## Extract provided
>> begin

Like other teachers at her school my friend’s daughter is instructed to impart these insights as part of an overall educational template that suggests that from its earliest settling the America colonies, and then the American republic, were moored historically in a quasi-religious belief in “white supremacy” and the pervasive “racism” which defined it.

While not as forward or fulsome perhaps as the “1619 Project’s” recommendations and its embrace of “Critical Race Theory,” grammar and high school curricula echoing the “Project” now shape students in such a way as to prepare them, if they are college bound, for a fuller indoctrination as they continue their education.

Given that most freshly minted teachers coming out today from the vast majority of our country’s schools of education already possess a well-developed predisposition and vision that comports with the vision projected by the “1619 Project,” and that many local school boards are dominated by the same vision, is it any wonder what students in public schools are being taught?

>> end

## Extracted entries
>> begin

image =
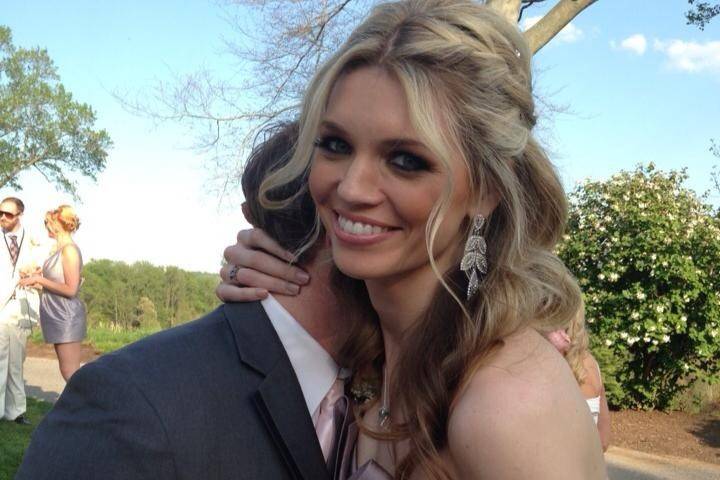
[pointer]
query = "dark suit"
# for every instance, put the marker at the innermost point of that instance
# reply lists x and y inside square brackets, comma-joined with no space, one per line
[213,399]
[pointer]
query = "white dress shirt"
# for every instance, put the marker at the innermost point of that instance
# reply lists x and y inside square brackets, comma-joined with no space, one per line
[315,369]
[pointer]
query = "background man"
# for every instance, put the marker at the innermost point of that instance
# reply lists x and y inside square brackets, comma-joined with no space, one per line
[243,393]
[18,308]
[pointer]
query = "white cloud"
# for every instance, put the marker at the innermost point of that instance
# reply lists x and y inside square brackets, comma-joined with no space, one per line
[569,34]
[692,57]
[635,43]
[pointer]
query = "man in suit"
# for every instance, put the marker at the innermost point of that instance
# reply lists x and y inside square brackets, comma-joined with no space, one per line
[238,394]
[18,308]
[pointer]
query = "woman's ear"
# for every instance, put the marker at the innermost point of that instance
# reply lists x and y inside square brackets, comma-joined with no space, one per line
[486,204]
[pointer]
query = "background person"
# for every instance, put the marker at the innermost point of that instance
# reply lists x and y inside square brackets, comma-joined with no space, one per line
[238,394]
[62,313]
[18,307]
[572,343]
[412,134]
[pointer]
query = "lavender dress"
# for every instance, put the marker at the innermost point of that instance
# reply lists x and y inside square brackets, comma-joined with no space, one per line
[62,319]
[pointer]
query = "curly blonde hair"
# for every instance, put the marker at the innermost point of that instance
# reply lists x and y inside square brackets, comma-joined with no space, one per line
[466,75]
[64,217]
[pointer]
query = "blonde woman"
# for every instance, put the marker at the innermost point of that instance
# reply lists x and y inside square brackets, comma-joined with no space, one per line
[572,343]
[62,314]
[416,139]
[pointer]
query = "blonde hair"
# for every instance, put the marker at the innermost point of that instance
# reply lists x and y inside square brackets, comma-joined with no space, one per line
[466,75]
[63,217]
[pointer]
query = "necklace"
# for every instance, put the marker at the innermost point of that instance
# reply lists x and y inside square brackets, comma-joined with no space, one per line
[384,412]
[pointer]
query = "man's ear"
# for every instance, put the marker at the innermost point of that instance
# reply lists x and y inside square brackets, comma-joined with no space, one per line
[485,204]
[247,213]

>> end

## Problem set
1. In the passage on school curricula, what are college-bound students being prepared for?
2. Repeat the passage on school curricula word for word, starting at "Like other teachers" and ending at "continue their education.".
3. Write what comes next in the passage on school curricula, picking up after its final sentence.
The records play no part in this work.

## Per-task outputs
1. A fuller indoctrination as they continue their education.

2.
Like other teachers at her school my friend’s daughter is instructed to impart these insights as part of an overall educational template that suggests that from its earliest settling the America colonies, and then the American republic, were moored historically in a quasi-religious belief in “white supremacy” and the pervasive “racism” which defined it.

While not as forward or fulsome perhaps as the “1619 Project’s” recommendations and its embrace of “Critical Race Theory,” grammar and high school curricula echoing the “Project” now shape students in such a way as to prepare them, if they are college bound, for a fuller indoctrination as they continue their education.

3.
And for those who go on to college, the ground is well prepared. From a young seven year old boy who is proud that his conservative parents supported Donald Trump, who goes to church with them regularly, whose everyday thoughts turn to games, sports and friends, and are millions of miles away from “wokeness,” we transition to the molded college journalism grad at age twenty-two from the University of North Carolina or from any number of other institutions of higher learning across the nation, who mouths fierce and unrelenting slogans about “systemic racism,” “white privilege,” and “intersectionality,” and demands “equity.”  And “equity” is a weasel word never fully defined, but an essential ingredient in the Critical Race Theory (CRT) lexicon.

As Richard Delgado and Jean Stefancic, in their volume, Critical Race Theory: An Introduction (2012, 49) describe it, CRT calls for “aggressive, color conscious efforts to change the way things are,” meaning the use of race as the determinant in making decisions as to how property, positions of power, and prestige are allocated in society. And since for the past two millennia the white race has oppressed and abused black and brown peoples around the world, simple equality of opportunity is not enough, in fact is evil, just one more effort of the white man to maintain his privileged position. Indeed, what is entailed in the current talk about “equity” is the requirement for various forms of reparation, a kind of reverse discrimination to satisfy the social injustices and the effects of white colonialism, slavery, and exploitation of black and brown peoples over past centuries.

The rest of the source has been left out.